Arrange every line of the records below as a Markdown table with the columns Row and Line, numbering the rows and skipping blank lines. Leave the pictures out of the answer.

___ Provided data

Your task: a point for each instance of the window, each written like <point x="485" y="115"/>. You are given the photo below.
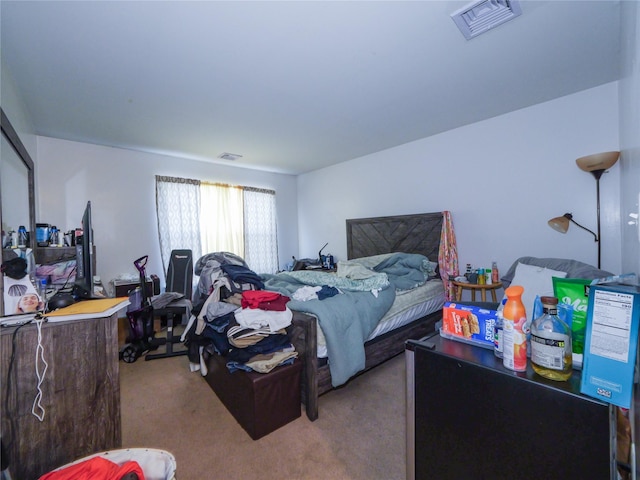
<point x="212" y="217"/>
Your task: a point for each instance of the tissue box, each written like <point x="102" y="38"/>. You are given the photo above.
<point x="468" y="324"/>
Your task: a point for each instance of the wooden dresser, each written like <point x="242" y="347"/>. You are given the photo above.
<point x="80" y="394"/>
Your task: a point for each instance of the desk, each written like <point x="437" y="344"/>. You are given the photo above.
<point x="474" y="287"/>
<point x="467" y="413"/>
<point x="80" y="393"/>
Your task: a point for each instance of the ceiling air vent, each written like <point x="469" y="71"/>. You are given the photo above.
<point x="479" y="17"/>
<point x="229" y="156"/>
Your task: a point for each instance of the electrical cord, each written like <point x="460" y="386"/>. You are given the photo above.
<point x="7" y="394"/>
<point x="37" y="401"/>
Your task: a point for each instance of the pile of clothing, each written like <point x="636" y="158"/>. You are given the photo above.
<point x="238" y="319"/>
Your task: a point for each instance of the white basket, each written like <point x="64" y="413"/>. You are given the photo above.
<point x="156" y="464"/>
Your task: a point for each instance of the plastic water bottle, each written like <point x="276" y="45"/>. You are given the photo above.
<point x="42" y="289"/>
<point x="551" y="343"/>
<point x="22" y="236"/>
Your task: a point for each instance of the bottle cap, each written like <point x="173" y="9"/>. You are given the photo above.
<point x="549" y="300"/>
<point x="514" y="290"/>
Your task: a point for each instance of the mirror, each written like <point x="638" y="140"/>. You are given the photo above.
<point x="17" y="195"/>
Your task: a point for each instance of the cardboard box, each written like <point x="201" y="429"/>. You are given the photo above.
<point x="613" y="317"/>
<point x="469" y="324"/>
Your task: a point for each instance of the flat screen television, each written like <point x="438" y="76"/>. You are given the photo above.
<point x="83" y="287"/>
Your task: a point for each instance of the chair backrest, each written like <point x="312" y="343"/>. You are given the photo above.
<point x="180" y="272"/>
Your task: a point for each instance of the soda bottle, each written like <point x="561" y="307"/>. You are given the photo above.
<point x="514" y="354"/>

______

§ **Solution**
| Row | Line |
|---|---|
| 1 | Your task: a point for each instance of the window, each written like <point x="485" y="115"/>. You are given the photo below. |
| 2 | <point x="212" y="217"/> |
| 3 | Your task: a point for each instance of the tissue box, each written like <point x="102" y="38"/>. You are given the photo above. |
| 4 | <point x="468" y="324"/> |
| 5 | Your task: a point for each instance of the wooden dresser, each written like <point x="242" y="347"/>. You are given the photo above. |
| 6 | <point x="80" y="394"/> |
| 7 | Your task: a point for each instance of the desk, each written like <point x="437" y="344"/>. You are given the photo above. |
| 8 | <point x="474" y="287"/> |
| 9 | <point x="467" y="413"/> |
| 10 | <point x="80" y="393"/> |
| 11 | Your task: a point for each instance of the ceiling air vent, each written like <point x="469" y="71"/>. You are given the photo above. |
| 12 | <point x="479" y="17"/> |
| 13 | <point x="229" y="156"/> |
| 14 | Your task: a point for each instance of the electrical cord, each written like <point x="460" y="386"/>. You are given the photo above. |
| 15 | <point x="7" y="394"/> |
| 16 | <point x="37" y="401"/> |
| 17 | Your task: a point for each instance of the pile of clothing, each written like <point x="636" y="158"/>. You are given the photo above. |
| 18 | <point x="238" y="319"/> |
| 19 | Your task: a point for each instance of the white basket, each written like <point x="64" y="413"/>. You are given the photo above. |
| 20 | <point x="156" y="464"/> |
| 21 | Your task: a point for each instance of the plastic water bottle, each written like <point x="276" y="45"/>. You are given the photo above. |
| 22 | <point x="42" y="289"/> |
| 23 | <point x="551" y="343"/> |
| 24 | <point x="22" y="236"/> |
| 25 | Your task: a point for each instance of the bottle cap, each written like <point x="173" y="9"/>. You are given the photo above. |
| 26 | <point x="549" y="300"/> |
| 27 | <point x="514" y="290"/> |
| 28 | Your task: a point for each instance of the mirror, each written like <point x="638" y="140"/>. You are given the photo above. |
| 29 | <point x="17" y="195"/> |
| 30 | Your task: a point for each instance of the cardboard box, each written like <point x="201" y="429"/>. You are given the photo above. |
| 31 | <point x="613" y="317"/> |
| 32 | <point x="469" y="324"/> |
| 33 | Your task: a point for each instance of the flat screen television, each written like <point x="438" y="76"/>. You are given the photo above. |
| 34 | <point x="83" y="287"/> |
| 35 | Your task: a point for each instance of the chair backrest, each written like <point x="312" y="343"/>. You are given the photo above. |
| 36 | <point x="180" y="272"/> |
| 37 | Your task: a point for each instance of the soda bottle, each written like <point x="561" y="307"/>. You are given the photo above. |
| 38 | <point x="514" y="354"/> |